Extract every line of the data below that contains the string "spoon", matching case exactly.

[Extracted material]
────────────────────────────────────────

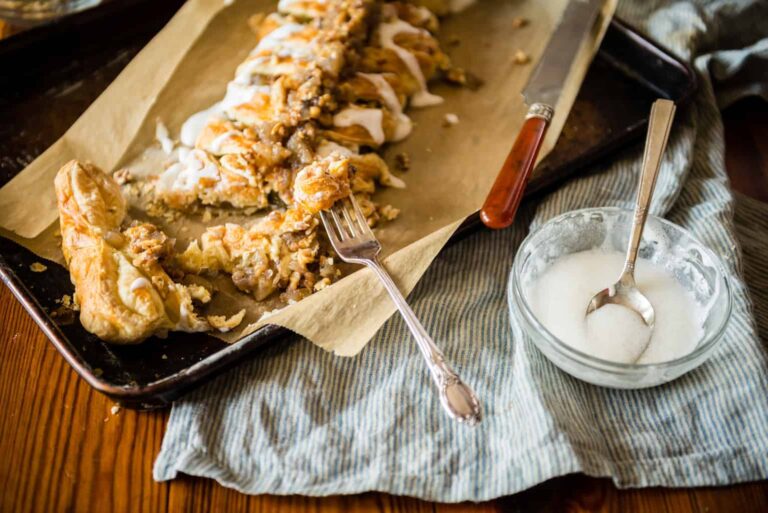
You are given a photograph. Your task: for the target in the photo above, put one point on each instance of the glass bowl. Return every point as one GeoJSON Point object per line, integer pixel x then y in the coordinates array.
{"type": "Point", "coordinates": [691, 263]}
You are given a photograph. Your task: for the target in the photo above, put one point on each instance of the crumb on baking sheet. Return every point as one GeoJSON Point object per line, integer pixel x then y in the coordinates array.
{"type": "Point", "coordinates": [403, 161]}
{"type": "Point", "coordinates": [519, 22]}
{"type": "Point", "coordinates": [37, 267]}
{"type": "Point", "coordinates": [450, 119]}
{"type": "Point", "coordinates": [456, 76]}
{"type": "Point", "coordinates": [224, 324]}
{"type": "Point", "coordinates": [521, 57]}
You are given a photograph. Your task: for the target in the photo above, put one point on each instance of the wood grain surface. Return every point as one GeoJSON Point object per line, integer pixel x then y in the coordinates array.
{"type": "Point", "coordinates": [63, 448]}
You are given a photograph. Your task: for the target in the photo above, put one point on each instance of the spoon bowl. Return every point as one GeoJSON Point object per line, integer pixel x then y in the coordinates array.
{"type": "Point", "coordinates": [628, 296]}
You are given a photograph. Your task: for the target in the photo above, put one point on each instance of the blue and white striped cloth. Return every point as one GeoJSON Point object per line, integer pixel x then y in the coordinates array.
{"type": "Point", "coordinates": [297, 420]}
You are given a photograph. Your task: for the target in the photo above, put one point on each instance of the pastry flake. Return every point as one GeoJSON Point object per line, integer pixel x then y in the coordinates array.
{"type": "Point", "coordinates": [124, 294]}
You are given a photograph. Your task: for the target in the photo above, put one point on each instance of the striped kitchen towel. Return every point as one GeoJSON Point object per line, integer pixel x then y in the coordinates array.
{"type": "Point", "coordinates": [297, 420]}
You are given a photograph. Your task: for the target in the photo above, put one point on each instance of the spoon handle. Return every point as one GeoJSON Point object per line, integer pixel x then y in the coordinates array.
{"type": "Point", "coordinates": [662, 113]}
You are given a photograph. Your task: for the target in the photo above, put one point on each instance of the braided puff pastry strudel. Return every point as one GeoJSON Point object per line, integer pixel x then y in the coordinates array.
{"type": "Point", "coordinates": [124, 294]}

────────────────────────────────────────

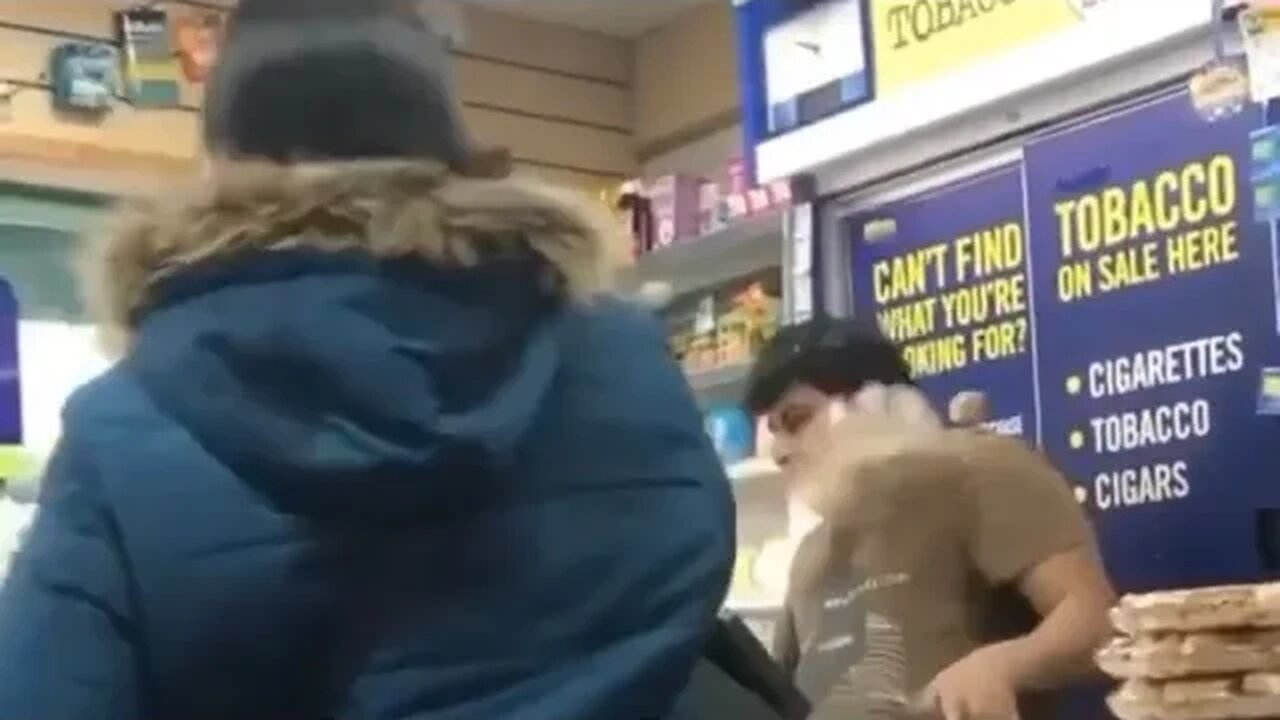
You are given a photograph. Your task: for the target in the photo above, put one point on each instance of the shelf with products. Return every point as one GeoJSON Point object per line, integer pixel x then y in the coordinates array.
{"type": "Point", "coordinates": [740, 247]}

────────────────────────────────────────

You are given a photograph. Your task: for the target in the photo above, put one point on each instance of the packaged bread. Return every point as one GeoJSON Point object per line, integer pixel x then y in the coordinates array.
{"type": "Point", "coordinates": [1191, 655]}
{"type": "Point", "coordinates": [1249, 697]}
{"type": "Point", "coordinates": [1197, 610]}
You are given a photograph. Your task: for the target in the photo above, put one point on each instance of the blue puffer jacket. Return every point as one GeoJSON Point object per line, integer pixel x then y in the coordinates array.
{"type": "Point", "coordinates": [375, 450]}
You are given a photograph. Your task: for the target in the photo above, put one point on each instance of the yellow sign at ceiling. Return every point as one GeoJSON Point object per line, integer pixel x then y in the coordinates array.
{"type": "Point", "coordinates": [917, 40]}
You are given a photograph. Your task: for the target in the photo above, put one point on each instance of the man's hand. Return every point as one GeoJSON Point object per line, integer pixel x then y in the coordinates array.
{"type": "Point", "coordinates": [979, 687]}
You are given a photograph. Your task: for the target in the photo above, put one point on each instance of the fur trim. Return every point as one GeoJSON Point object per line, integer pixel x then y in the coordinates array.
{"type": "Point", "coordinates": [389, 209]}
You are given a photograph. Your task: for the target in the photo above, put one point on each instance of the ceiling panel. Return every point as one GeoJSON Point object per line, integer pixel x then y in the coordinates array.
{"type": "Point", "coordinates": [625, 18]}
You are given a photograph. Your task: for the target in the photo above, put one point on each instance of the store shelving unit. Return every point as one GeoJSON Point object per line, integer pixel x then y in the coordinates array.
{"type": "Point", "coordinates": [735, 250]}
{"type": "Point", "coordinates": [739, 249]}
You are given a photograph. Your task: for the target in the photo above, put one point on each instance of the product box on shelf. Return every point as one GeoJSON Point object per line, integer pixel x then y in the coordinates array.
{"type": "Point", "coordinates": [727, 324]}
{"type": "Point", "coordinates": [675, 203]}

────────────────────────────────────────

[Result below]
You are given a photograph. Your task: for the target in the photo above, put one point on each instance of the spoon bowl. Return every point as one GeoJSON Point object per line, integer pixel x then y in the coordinates array.
You are given a photograph. Your task: for the target in the photo above, put one point on each instance of the spoon handle. Return every point as one GeoJSON Point object per line, integer pixel x then y in the coordinates array.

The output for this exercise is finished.